Data Start Marker

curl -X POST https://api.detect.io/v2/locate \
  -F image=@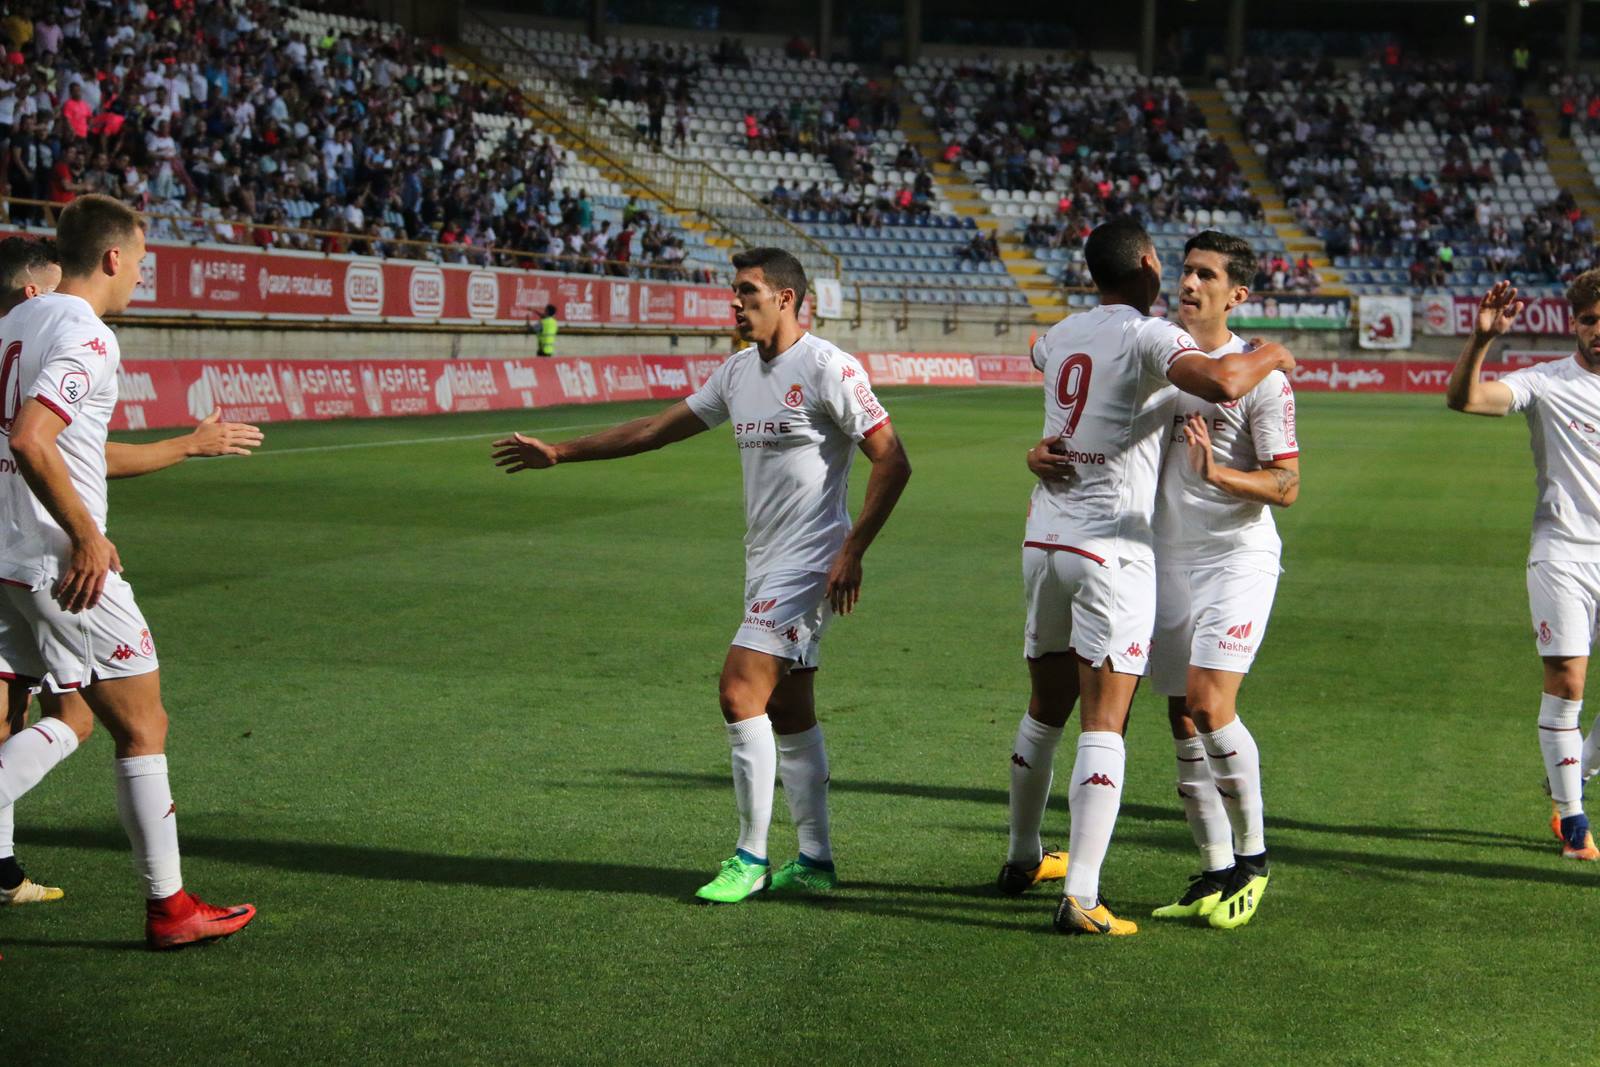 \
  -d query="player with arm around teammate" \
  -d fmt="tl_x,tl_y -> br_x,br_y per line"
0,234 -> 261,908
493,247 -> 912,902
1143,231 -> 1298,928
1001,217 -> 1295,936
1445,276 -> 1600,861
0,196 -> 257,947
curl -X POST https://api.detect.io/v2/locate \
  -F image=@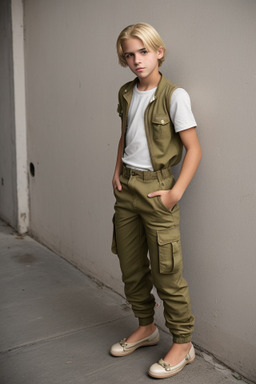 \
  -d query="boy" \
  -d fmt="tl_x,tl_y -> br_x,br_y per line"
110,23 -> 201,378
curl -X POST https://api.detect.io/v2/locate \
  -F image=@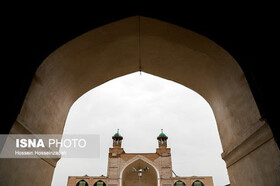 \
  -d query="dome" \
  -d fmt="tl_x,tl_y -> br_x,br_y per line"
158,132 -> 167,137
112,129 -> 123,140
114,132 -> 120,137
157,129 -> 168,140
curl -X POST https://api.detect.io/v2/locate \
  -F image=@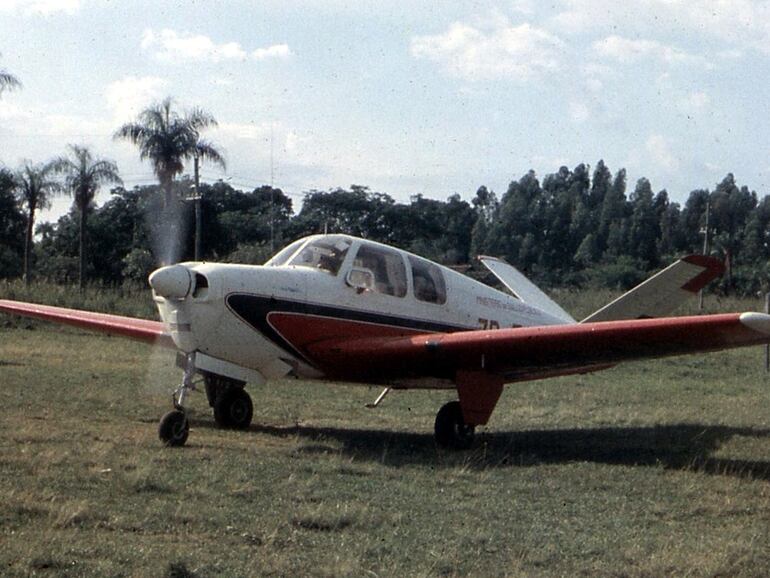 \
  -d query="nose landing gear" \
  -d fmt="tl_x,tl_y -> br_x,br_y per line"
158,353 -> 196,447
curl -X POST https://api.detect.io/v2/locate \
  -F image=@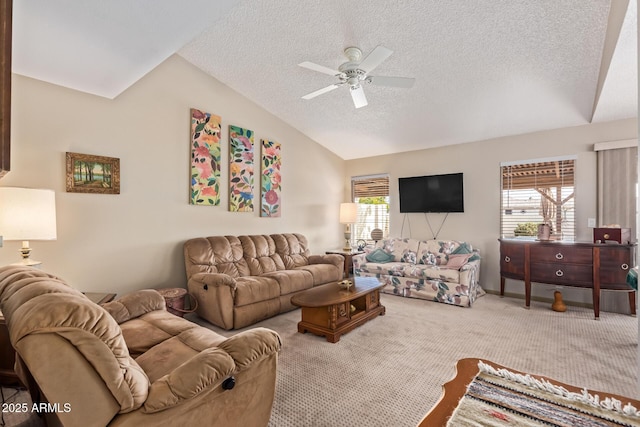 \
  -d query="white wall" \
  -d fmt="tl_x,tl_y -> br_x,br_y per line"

Data End Marker

Brief:
If a line of the data holds the string "query", list it.

Written answer:
  -d query="player with arm around teammate" \
  -d query="boy" \
  -d query="dome" \
  -d query="nose landing gear" \
  -d query="white wall" \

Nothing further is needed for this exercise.